» REQUIRED WORK: Show every line in the entries below where the word "child" appears.

» DATA EXTRACT:
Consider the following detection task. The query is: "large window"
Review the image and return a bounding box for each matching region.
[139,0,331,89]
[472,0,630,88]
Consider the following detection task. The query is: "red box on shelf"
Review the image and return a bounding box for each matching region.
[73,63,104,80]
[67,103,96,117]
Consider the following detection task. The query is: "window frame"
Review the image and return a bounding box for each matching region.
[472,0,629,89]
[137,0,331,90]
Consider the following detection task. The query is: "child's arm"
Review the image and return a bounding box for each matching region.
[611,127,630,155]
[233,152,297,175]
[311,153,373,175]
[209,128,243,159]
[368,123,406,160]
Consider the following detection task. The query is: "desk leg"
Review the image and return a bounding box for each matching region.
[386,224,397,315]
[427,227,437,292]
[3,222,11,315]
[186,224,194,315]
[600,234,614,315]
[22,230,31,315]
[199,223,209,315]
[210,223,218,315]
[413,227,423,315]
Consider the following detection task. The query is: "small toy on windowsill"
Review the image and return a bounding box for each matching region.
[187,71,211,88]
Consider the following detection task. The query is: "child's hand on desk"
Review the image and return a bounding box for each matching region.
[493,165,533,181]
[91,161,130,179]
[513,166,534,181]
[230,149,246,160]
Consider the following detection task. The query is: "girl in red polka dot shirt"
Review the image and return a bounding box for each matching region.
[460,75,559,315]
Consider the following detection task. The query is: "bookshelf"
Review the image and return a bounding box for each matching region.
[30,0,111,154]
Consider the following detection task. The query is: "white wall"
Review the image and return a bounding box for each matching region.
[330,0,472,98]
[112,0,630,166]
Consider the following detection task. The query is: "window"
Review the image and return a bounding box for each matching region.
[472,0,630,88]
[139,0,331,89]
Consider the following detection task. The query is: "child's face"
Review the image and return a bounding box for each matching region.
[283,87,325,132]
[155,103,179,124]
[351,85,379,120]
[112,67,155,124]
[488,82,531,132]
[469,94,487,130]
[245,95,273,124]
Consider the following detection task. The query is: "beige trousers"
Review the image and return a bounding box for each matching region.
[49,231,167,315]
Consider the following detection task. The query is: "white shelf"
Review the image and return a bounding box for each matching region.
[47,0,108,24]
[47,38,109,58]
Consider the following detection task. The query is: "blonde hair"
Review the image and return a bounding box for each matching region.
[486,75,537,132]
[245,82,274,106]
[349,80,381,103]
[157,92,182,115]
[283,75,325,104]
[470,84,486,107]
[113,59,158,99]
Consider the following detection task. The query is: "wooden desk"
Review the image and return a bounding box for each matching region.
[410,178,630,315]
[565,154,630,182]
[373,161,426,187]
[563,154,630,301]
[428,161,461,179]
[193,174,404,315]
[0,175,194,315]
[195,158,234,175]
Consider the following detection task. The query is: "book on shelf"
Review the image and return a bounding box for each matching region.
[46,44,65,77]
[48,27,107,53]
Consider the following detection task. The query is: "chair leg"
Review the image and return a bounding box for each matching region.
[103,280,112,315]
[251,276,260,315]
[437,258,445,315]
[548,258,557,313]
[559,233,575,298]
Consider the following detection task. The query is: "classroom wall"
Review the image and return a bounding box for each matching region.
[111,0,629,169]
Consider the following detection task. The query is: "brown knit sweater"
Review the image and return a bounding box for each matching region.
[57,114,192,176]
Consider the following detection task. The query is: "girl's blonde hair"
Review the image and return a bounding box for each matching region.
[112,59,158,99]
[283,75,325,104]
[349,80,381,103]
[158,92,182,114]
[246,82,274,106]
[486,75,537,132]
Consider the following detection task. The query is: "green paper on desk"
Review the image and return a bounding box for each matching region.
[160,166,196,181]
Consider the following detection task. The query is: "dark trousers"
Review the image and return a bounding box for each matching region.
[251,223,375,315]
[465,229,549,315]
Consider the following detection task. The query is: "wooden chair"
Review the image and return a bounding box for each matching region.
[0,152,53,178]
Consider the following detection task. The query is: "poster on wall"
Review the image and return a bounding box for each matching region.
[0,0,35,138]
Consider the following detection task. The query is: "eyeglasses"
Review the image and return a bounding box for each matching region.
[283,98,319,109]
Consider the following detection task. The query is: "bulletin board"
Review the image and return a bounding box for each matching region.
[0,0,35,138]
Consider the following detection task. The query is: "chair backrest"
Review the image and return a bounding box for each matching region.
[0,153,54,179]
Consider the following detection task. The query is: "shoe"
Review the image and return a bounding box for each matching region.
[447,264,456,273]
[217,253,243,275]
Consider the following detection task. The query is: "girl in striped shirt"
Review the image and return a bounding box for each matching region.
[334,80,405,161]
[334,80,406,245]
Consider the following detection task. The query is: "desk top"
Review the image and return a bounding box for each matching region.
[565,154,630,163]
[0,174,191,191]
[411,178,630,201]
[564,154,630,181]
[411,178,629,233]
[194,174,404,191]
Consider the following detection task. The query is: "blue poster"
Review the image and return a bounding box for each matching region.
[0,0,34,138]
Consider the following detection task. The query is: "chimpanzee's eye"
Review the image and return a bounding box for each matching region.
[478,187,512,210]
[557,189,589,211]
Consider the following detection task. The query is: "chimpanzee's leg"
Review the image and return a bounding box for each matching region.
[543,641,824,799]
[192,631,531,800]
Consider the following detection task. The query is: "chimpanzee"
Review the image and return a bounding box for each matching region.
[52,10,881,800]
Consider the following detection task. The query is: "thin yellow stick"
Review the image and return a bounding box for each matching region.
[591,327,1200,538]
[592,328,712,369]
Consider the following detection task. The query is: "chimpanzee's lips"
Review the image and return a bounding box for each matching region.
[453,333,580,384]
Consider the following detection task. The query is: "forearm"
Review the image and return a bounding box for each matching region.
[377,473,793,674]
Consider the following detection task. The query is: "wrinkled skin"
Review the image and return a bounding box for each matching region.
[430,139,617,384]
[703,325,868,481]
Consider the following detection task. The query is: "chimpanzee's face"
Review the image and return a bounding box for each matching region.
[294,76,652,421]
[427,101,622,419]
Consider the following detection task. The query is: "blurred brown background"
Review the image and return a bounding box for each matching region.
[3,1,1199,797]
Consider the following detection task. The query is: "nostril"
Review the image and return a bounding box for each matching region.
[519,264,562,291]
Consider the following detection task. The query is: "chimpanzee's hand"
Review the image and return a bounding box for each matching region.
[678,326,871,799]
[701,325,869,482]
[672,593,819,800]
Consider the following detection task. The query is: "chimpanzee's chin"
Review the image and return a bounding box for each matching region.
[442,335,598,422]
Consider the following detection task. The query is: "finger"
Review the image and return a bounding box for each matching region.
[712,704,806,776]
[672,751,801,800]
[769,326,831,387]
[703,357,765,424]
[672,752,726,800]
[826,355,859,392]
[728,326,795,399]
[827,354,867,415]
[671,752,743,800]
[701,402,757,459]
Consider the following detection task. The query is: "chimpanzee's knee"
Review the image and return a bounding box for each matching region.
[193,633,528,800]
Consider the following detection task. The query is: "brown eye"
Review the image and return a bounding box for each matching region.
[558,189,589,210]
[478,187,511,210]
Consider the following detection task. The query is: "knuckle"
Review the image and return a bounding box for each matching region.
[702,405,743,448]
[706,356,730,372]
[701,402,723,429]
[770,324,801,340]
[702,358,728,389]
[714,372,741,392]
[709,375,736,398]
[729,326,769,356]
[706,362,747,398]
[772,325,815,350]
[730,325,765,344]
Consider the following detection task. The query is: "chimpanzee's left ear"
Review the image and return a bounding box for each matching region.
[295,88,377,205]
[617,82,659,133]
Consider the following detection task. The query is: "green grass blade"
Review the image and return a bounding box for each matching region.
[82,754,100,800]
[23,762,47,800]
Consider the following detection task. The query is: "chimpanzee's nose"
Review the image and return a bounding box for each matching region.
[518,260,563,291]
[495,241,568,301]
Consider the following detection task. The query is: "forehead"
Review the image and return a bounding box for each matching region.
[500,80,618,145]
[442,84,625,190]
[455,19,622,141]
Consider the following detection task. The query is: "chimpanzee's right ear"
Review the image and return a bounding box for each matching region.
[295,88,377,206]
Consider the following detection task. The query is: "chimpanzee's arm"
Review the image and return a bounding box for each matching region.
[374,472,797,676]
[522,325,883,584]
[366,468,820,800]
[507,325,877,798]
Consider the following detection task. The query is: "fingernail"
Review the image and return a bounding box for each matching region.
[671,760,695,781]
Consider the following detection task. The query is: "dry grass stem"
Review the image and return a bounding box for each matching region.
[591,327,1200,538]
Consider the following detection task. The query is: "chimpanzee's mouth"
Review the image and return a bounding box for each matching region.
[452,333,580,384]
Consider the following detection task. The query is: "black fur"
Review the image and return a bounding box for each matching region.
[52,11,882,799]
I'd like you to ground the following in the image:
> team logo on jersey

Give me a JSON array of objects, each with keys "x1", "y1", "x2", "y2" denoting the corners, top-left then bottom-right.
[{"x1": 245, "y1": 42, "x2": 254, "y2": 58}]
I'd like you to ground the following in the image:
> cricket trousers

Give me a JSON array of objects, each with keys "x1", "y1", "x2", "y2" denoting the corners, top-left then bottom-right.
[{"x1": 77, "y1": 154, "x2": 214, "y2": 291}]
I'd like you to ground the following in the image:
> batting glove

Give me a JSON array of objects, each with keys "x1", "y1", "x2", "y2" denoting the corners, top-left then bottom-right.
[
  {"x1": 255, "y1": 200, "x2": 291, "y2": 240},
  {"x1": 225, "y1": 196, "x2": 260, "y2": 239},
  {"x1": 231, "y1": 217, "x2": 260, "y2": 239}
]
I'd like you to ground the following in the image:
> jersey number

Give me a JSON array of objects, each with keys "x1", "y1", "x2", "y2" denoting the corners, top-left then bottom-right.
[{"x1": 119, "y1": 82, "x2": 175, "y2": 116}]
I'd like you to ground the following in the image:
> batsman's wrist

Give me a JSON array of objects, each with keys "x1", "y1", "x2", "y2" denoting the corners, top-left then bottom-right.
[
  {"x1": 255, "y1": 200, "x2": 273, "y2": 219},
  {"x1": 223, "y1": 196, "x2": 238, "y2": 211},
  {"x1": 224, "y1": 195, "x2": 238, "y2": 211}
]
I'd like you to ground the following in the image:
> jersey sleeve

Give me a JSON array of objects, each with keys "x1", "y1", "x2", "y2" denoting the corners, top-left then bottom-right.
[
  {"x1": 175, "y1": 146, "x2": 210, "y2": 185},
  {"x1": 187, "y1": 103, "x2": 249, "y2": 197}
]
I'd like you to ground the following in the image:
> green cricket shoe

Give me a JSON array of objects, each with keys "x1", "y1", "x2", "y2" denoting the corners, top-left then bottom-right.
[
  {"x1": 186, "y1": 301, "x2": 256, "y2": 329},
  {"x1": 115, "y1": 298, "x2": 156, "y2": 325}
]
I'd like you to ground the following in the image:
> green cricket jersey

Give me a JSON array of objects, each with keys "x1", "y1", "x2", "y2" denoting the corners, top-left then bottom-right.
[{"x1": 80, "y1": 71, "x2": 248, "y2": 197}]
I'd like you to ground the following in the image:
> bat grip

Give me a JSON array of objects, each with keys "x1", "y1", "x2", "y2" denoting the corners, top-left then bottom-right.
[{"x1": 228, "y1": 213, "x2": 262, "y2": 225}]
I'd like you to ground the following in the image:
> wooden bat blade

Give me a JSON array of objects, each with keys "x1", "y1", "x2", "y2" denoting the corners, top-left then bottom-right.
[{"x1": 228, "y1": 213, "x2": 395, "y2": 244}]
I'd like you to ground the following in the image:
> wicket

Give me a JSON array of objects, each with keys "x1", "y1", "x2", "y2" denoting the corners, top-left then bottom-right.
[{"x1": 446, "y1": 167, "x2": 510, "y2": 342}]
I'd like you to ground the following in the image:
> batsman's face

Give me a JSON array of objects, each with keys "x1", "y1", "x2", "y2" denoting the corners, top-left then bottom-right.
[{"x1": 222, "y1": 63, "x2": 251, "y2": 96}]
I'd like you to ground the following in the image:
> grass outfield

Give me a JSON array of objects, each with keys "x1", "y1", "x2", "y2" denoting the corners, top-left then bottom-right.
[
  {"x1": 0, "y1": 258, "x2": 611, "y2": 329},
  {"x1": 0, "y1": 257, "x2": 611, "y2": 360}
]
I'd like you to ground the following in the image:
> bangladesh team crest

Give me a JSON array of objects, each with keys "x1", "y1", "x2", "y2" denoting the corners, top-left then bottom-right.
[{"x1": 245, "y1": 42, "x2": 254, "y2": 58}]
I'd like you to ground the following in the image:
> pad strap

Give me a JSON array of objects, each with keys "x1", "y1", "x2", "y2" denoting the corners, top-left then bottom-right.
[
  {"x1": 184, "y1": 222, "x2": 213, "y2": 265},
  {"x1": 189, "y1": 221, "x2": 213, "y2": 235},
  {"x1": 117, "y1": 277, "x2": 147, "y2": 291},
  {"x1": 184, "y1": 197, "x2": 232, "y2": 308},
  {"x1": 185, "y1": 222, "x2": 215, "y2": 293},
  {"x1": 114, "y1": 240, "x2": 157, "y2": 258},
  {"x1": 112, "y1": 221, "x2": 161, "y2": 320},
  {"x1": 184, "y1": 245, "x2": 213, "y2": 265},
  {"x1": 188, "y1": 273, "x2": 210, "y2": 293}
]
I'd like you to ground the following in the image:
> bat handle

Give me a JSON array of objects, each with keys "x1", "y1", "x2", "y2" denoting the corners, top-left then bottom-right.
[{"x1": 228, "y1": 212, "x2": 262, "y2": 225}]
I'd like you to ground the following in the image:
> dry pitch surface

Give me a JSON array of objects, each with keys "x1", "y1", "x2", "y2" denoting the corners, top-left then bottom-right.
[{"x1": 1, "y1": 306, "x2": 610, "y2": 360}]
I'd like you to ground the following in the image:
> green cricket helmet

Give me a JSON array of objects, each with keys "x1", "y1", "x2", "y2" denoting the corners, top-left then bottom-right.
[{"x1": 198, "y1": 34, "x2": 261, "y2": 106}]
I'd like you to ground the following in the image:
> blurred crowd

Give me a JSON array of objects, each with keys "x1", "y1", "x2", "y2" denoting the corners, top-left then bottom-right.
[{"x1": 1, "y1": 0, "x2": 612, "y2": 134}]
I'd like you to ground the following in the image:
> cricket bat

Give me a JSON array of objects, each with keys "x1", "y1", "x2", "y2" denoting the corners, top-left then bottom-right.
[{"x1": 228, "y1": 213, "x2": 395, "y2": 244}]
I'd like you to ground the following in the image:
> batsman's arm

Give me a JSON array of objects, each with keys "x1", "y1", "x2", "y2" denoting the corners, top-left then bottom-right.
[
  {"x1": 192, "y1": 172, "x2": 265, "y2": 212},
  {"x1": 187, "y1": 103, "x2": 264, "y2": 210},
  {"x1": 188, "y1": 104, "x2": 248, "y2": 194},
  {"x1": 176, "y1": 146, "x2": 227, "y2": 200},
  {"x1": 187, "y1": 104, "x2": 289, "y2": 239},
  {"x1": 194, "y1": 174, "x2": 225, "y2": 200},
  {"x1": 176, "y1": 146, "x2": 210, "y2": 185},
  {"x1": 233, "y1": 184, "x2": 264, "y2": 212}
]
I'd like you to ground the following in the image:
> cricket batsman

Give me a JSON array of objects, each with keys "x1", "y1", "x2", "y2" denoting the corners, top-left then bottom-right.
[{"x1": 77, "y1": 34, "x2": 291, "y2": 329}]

» REPLY:
Consider the following detection task. The query is: "child's arm"
Consider the following detection task. The query is: "child's hand on desk"
Consider the following detection task. The query is: "child's face"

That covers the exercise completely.